Set down the whole listing verbatim.
==== Task material ====
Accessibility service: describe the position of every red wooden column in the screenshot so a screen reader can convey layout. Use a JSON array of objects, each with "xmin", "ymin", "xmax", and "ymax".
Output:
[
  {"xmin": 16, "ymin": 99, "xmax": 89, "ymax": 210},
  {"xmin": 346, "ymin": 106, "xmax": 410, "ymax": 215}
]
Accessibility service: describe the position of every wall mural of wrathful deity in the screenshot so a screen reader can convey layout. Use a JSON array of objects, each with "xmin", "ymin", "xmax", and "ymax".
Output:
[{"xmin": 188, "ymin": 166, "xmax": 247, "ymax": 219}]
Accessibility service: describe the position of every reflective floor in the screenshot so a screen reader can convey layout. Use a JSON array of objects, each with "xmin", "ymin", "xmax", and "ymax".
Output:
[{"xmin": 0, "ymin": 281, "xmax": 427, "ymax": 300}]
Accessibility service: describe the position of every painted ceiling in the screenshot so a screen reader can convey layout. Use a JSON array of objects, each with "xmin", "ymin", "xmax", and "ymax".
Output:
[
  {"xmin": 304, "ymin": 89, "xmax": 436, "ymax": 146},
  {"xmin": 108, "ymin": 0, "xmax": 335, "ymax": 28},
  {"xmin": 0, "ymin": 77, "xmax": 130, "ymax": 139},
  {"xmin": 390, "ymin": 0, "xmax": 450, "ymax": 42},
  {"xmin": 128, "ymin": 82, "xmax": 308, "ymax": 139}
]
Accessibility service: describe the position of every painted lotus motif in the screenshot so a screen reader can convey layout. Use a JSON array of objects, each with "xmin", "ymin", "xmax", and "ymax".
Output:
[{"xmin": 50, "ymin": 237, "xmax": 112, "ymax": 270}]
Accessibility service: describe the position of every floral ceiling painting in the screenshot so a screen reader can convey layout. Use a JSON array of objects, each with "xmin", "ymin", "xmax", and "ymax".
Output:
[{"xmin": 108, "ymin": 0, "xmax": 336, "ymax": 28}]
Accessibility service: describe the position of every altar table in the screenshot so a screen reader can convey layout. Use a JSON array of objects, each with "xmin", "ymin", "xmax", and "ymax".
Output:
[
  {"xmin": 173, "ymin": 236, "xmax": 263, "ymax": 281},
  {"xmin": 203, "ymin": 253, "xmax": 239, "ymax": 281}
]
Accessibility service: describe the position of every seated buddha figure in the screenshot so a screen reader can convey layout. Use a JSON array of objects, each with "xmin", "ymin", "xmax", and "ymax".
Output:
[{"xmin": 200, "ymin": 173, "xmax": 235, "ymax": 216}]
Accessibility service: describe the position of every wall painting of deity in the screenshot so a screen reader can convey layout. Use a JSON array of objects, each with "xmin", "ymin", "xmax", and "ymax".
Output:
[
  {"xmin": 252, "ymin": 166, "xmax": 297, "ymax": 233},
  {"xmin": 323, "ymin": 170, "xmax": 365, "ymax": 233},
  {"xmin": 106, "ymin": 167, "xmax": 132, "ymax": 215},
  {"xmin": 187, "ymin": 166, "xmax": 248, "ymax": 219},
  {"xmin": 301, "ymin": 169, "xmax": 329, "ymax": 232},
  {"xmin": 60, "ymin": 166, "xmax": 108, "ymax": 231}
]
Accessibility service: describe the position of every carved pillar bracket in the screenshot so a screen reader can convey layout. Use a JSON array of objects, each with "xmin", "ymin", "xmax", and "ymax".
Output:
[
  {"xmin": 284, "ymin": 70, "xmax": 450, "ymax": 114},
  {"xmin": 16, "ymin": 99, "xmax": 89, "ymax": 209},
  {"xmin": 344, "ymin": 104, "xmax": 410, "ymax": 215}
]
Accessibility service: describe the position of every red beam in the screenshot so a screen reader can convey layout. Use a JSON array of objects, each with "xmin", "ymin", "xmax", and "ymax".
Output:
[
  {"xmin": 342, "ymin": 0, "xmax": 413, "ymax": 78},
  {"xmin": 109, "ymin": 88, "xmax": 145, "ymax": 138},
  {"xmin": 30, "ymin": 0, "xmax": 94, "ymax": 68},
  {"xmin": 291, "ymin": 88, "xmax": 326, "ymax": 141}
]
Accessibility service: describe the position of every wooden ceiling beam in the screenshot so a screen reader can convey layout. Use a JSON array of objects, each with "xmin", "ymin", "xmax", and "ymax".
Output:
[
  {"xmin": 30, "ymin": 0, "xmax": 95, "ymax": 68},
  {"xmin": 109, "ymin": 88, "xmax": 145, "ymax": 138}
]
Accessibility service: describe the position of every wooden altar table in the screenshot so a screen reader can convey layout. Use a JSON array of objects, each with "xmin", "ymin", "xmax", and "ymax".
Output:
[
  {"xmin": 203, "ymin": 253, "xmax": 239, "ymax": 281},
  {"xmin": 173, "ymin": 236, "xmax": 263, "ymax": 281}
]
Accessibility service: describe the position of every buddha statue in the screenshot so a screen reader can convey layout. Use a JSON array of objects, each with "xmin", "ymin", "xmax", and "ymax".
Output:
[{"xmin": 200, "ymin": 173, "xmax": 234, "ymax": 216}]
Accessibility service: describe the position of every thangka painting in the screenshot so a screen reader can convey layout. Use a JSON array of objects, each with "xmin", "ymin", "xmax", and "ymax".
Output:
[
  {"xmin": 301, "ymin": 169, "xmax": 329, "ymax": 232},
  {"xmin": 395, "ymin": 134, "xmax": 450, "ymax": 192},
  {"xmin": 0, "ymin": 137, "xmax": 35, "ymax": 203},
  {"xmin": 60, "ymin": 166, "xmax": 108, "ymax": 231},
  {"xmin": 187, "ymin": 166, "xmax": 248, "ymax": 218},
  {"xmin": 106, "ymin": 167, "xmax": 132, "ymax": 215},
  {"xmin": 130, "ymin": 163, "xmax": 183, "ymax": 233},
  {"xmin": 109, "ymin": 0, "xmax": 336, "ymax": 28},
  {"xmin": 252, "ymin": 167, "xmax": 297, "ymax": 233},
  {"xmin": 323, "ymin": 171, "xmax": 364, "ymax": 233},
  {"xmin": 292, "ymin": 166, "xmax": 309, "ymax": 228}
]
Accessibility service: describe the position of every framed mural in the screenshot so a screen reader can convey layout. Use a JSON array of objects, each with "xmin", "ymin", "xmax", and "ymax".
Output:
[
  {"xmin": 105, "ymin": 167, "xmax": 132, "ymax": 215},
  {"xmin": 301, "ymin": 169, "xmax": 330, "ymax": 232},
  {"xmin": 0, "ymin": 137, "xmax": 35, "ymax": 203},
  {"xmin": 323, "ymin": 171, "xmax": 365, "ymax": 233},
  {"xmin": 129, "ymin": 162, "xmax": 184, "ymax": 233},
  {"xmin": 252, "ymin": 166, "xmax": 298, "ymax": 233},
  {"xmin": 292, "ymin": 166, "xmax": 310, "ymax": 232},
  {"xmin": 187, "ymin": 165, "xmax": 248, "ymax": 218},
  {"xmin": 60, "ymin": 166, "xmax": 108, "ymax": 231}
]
====
— In response —
Accessibility service: describe the position of every red wooden column in the screenshot so a screen reader can convey layout. Use a JSON array of objects, each with "xmin", "ymin", "xmax", and "ymax".
Output:
[
  {"xmin": 16, "ymin": 99, "xmax": 89, "ymax": 210},
  {"xmin": 346, "ymin": 106, "xmax": 410, "ymax": 215}
]
Accessibility service: describe the position of every wall mural of wrathful deity in the screenshot so a screen reader can convey layout. Use a JSON array of objects, each with "xmin", "ymin", "xmax", and "ymax".
Output:
[{"xmin": 188, "ymin": 166, "xmax": 247, "ymax": 219}]
Accessibility service: describe the position of every reflective floor in the screenshot so a screen reader can convey layout. Use a JSON array of objects, each with "xmin", "ymin", "xmax", and "ymax".
Output:
[{"xmin": 0, "ymin": 281, "xmax": 427, "ymax": 300}]
Accessibility service: describe the position of every painted ceiling in the screenshot so a screen reader can convey layout. Use a JSON array of objects, each with "xmin", "ymin", "xmax", and "ymax".
Output:
[
  {"xmin": 304, "ymin": 89, "xmax": 436, "ymax": 146},
  {"xmin": 108, "ymin": 0, "xmax": 335, "ymax": 28},
  {"xmin": 0, "ymin": 77, "xmax": 130, "ymax": 139},
  {"xmin": 390, "ymin": 0, "xmax": 450, "ymax": 42},
  {"xmin": 128, "ymin": 82, "xmax": 308, "ymax": 139}
]
Accessibility service: describe the position of every painted lotus motif in the screenshot so a screen reader can convey layout. Use a JSON array of objects, each with "xmin", "ymin", "xmax", and "ymax".
Output:
[{"xmin": 50, "ymin": 237, "xmax": 112, "ymax": 270}]
Accessibility service: describe the position of every floral ceiling painting in the screenshot so a screen reader can convey layout. Use a JSON array of objects, each with "xmin", "ymin", "xmax", and "ymax".
Output:
[{"xmin": 108, "ymin": 0, "xmax": 336, "ymax": 28}]
Accessibility service: describe the position of every altar table in the screenshot so a screen reader can convey layout. Use a JSON array of objects, each with "xmin", "ymin", "xmax", and "ymax".
Output:
[
  {"xmin": 173, "ymin": 236, "xmax": 263, "ymax": 281},
  {"xmin": 203, "ymin": 253, "xmax": 239, "ymax": 281}
]
Accessibility service: describe the position of every seated buddha figure in the screenshot so a screen reader can convey layout. Use a JSON array of objects, each with "xmin", "ymin", "xmax", and "ymax".
Output:
[{"xmin": 200, "ymin": 173, "xmax": 235, "ymax": 216}]
Accessibility service: describe the position of every wall painting of deity in the screenshot so a screen reader can convey layout. Use a JSON array of objects, each with "xmin", "ymin", "xmax", and "ymax".
Output:
[
  {"xmin": 252, "ymin": 166, "xmax": 297, "ymax": 233},
  {"xmin": 323, "ymin": 170, "xmax": 365, "ymax": 233},
  {"xmin": 106, "ymin": 167, "xmax": 132, "ymax": 215},
  {"xmin": 187, "ymin": 166, "xmax": 248, "ymax": 219},
  {"xmin": 301, "ymin": 169, "xmax": 329, "ymax": 232},
  {"xmin": 60, "ymin": 166, "xmax": 108, "ymax": 231}
]
Accessibility service: describe the position of every carved pillar bracket in the screenshot so a screen reader can convey layout. Use a JSON array of objects, each with "xmin", "ymin", "xmax", and "ymax".
Output:
[
  {"xmin": 284, "ymin": 70, "xmax": 450, "ymax": 114},
  {"xmin": 16, "ymin": 99, "xmax": 89, "ymax": 209},
  {"xmin": 344, "ymin": 104, "xmax": 410, "ymax": 215}
]
Accessibility service: describe the position of every red beam in the screenshot so a screen reader can convey layout. Use a JSON array of objects, each with "xmin", "ymin", "xmax", and "ymax".
Output:
[
  {"xmin": 342, "ymin": 0, "xmax": 413, "ymax": 78},
  {"xmin": 109, "ymin": 88, "xmax": 145, "ymax": 138},
  {"xmin": 30, "ymin": 0, "xmax": 94, "ymax": 68},
  {"xmin": 291, "ymin": 88, "xmax": 326, "ymax": 141}
]
Accessibility service: describe the position of every wooden ceiling beam in the screenshot so a screen reader can convey layout. Use a JSON array of objects, each with "xmin", "ymin", "xmax", and "ymax".
Output:
[
  {"xmin": 30, "ymin": 0, "xmax": 95, "ymax": 68},
  {"xmin": 109, "ymin": 88, "xmax": 145, "ymax": 138}
]
Accessibility service: describe the position of every wooden altar table in the screenshot so a screen reader can convey layout. Use a JSON array of objects, each with "xmin", "ymin", "xmax", and "ymax".
Output:
[
  {"xmin": 203, "ymin": 253, "xmax": 239, "ymax": 281},
  {"xmin": 173, "ymin": 236, "xmax": 263, "ymax": 281}
]
Accessibility service: describe the position of every buddha statue in the screenshot so a screen reader can convey layout. Use a JSON array of objects, each with "xmin", "ymin", "xmax", and "ymax".
Output:
[{"xmin": 200, "ymin": 173, "xmax": 234, "ymax": 216}]
Accessibility service: describe the position of every thangka painting in the screenshot so a screen reader can convey layout. Use a JSON array of objects, each with "xmin", "ymin", "xmax", and "ymax".
Output:
[
  {"xmin": 301, "ymin": 169, "xmax": 329, "ymax": 232},
  {"xmin": 395, "ymin": 134, "xmax": 450, "ymax": 192},
  {"xmin": 0, "ymin": 137, "xmax": 35, "ymax": 203},
  {"xmin": 60, "ymin": 166, "xmax": 108, "ymax": 231},
  {"xmin": 187, "ymin": 166, "xmax": 248, "ymax": 218},
  {"xmin": 106, "ymin": 167, "xmax": 132, "ymax": 215},
  {"xmin": 130, "ymin": 163, "xmax": 183, "ymax": 233},
  {"xmin": 109, "ymin": 0, "xmax": 336, "ymax": 28},
  {"xmin": 252, "ymin": 167, "xmax": 297, "ymax": 233},
  {"xmin": 323, "ymin": 171, "xmax": 364, "ymax": 233},
  {"xmin": 292, "ymin": 166, "xmax": 309, "ymax": 228}
]
Accessibility service: describe the position of every framed mural in the screenshot so a screen reader can convey layout. Use a JSON array of objects, each with "xmin", "ymin", "xmax", and "ymax".
Output:
[
  {"xmin": 105, "ymin": 167, "xmax": 132, "ymax": 215},
  {"xmin": 301, "ymin": 169, "xmax": 330, "ymax": 232},
  {"xmin": 0, "ymin": 137, "xmax": 35, "ymax": 203},
  {"xmin": 323, "ymin": 171, "xmax": 365, "ymax": 233},
  {"xmin": 129, "ymin": 162, "xmax": 184, "ymax": 233},
  {"xmin": 252, "ymin": 166, "xmax": 298, "ymax": 233},
  {"xmin": 292, "ymin": 166, "xmax": 310, "ymax": 232},
  {"xmin": 187, "ymin": 165, "xmax": 248, "ymax": 218},
  {"xmin": 60, "ymin": 166, "xmax": 108, "ymax": 231}
]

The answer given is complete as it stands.